Exercise set →
1) Answer these from the truck driver safety article, marking each answer (a), (b), (c):
(a) How many truck drivers drive large trucks weighing more than 10,000 pounds, according to the Centers for Disease Control and Prevention?
(b) What share of truck drivers were found in 2013 not to wear their seat belts?
(c) At how many US truck stops was the 2010 NIOSH survey conducted?
2) Can you rewrite the paragraph of the truck driver safety article that begins "According to a NIOSH survey" more briefly, keeping its main facts?
3) Continue the truck driver safety article after its final sentence.
-------- Passage for review
Ways Employers Can Keep their Truck Drivers Safe

2 Mar 2016

For employers to keep their truck drivers safe, they require their truckers to be alert, experienced, buckled-up, drive a reliable company vehicle, and practice safe driving habits. They also need to implement strong employer safety programs.

There are over 2.5 million truck drivers that drive large trucks weighing more than 10,000 pounds, according to the Centers for Disease Control and Prevention. And about 65 percent of US truck driver on-the-job deaths were due to vehicle accidents in 2012. During their career, more than one in three employee truck drivers experience a severe truck accident and one in eight has experienced a couple or more.

Having your drivers buckle their seat belts is not only required by federal regulations, it is effective. However, it was found in 2013 that one in six truck drivers do not wear their seat belts and as much as 40 percent of truck driver deaths could have been prevented simply by buckling up.

According to a NIOSH survey, unrealistic deadlines could lead to risky behaviors and put truck drivers at a high risk of injury. The 2010 survey was conducted at 32 truck stops in the US and there were over 1200 participating long-haul truck drivers. Out of these drivers, almost 75 percent thought they had too tight delivery schedules which were thought by NIOSH to lead them to be unsafe.
----------------
-------- Given information
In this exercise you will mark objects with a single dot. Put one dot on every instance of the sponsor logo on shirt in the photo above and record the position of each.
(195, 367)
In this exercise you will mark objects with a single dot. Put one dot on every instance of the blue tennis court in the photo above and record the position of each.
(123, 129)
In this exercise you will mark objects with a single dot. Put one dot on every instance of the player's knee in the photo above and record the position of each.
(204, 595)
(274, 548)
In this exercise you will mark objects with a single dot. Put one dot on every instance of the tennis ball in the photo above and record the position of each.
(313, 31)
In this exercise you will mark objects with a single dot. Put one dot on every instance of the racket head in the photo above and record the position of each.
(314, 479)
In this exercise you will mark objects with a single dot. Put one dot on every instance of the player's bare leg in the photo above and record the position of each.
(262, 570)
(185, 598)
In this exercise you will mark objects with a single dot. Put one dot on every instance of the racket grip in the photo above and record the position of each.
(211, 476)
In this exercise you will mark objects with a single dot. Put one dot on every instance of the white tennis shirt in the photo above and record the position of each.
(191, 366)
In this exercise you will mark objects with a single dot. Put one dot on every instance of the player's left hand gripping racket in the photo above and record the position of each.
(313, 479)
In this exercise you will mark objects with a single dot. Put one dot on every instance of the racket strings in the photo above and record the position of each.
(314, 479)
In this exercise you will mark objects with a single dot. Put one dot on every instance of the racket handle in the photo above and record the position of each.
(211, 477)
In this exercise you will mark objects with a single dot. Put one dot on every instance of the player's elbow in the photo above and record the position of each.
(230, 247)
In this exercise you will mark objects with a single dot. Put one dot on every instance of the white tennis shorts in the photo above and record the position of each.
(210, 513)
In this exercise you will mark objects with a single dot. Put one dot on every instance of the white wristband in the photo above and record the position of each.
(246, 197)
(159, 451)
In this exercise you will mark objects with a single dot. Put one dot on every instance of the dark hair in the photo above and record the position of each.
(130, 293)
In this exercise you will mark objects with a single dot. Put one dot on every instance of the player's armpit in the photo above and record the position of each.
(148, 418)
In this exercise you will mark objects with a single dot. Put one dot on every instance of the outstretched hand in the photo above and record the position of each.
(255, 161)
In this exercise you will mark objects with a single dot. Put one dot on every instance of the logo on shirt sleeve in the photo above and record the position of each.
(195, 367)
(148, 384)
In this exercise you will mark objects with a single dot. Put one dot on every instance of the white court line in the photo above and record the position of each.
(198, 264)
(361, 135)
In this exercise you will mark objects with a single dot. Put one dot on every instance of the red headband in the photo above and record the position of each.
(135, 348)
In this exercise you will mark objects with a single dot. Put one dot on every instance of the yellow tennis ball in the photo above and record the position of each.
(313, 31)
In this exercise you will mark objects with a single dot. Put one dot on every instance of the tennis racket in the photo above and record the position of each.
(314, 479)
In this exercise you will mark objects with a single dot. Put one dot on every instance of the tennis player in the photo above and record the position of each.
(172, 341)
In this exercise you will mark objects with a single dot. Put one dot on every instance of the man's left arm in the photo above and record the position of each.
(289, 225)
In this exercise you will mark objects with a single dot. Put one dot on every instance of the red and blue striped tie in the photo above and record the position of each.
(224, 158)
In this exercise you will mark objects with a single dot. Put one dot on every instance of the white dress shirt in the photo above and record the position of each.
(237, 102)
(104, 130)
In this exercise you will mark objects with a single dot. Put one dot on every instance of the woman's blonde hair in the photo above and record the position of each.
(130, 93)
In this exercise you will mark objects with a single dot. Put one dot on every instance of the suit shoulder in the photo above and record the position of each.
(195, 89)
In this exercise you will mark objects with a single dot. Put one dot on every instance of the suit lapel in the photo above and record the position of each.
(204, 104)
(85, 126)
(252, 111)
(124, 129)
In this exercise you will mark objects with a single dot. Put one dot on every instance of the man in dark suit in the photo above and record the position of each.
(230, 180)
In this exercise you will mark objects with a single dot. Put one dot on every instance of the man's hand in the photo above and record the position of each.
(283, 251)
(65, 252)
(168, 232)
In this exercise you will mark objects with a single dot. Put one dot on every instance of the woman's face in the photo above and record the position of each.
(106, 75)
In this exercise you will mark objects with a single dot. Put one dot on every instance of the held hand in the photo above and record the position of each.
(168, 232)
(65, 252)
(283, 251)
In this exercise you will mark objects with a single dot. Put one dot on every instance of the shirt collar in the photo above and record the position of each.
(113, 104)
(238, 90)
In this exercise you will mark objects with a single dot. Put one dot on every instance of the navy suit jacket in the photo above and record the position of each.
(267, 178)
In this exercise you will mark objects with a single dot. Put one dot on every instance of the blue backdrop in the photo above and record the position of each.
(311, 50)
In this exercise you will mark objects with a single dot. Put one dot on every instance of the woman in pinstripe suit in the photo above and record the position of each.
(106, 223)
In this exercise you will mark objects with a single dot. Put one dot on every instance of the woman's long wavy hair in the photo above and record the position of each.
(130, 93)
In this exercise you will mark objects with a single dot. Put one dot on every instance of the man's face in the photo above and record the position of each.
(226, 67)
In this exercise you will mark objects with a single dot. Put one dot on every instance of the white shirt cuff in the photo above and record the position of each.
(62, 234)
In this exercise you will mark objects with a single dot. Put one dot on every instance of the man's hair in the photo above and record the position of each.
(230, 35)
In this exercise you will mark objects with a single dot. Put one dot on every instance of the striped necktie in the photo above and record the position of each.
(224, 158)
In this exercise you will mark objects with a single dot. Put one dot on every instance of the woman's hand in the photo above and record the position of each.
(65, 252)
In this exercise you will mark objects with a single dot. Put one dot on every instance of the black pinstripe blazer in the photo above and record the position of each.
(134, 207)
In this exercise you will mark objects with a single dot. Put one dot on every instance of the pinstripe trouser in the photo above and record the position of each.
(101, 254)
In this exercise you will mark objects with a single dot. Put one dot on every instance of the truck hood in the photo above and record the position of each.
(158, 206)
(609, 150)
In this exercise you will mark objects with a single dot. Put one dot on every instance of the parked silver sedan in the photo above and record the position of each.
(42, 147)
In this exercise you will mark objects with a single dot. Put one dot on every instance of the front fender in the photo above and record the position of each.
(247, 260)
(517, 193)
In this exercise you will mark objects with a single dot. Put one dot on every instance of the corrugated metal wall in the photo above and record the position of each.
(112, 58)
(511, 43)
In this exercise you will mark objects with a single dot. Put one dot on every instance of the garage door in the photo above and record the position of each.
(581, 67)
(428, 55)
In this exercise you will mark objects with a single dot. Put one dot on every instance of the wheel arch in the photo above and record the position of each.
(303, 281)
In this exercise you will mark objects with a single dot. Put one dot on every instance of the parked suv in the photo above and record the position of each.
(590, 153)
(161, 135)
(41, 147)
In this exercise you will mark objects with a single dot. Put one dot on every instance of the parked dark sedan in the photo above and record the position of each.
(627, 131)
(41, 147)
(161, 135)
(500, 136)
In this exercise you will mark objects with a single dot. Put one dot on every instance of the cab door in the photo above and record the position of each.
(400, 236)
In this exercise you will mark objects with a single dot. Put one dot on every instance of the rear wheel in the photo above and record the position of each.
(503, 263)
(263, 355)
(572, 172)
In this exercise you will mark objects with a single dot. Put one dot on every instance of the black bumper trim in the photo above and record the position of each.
----------------
Answers for the exercise →
1)
(a) Over 2.5 million
(b) One in six
(c) 32

2) A 2010 NIOSH survey of over 1,200 long-haul truck drivers at 32 US truck stops found that almost 75 percent felt their delivery schedules were too tight. NIOSH believes such unrealistic deadlines can lead to risky behaviors that put drivers at high risk of injury.

3)
How Employers Can Encourage Truck Driver Safety

It is not only up to the truck drivers to ensure their own safety. Employers have a responsibility too. Some ways employers can keep their truck drivers safe while driving include:

  • Making the commitment to driver safety programs.
  • Establishing policies for driver safety and enforcing them.
  • Requiring truck drivers to buckle up.
  • Putting seat belt programs in place and involving the drivers in decisions.
  • Promoting the use of seat belts in safety meetings and trainings.
  • Going over factors that lead to crashes like distracted driving and drowsiness in their driver safety programs.
  • Monitoring the driver’s speed, rapid acceleration, hard braking and other driving behaviors through GPS fleet tracking.

The NIOSH survey highlights various essential safety issues for further interventions and research (i.e. injury underreporting, high occurrence of truck crashes, noncompliance with hours-of-service rules, unrealistically tight delivery schedules and inadequate entry-level training).

Employers are recommended by the NIOSH to make sure that their expectations for on-time deliveries don’t result in hours-of-service violations, ensure the training that entry-level drivers get meets their needs and educate drivers on safe driving behavior.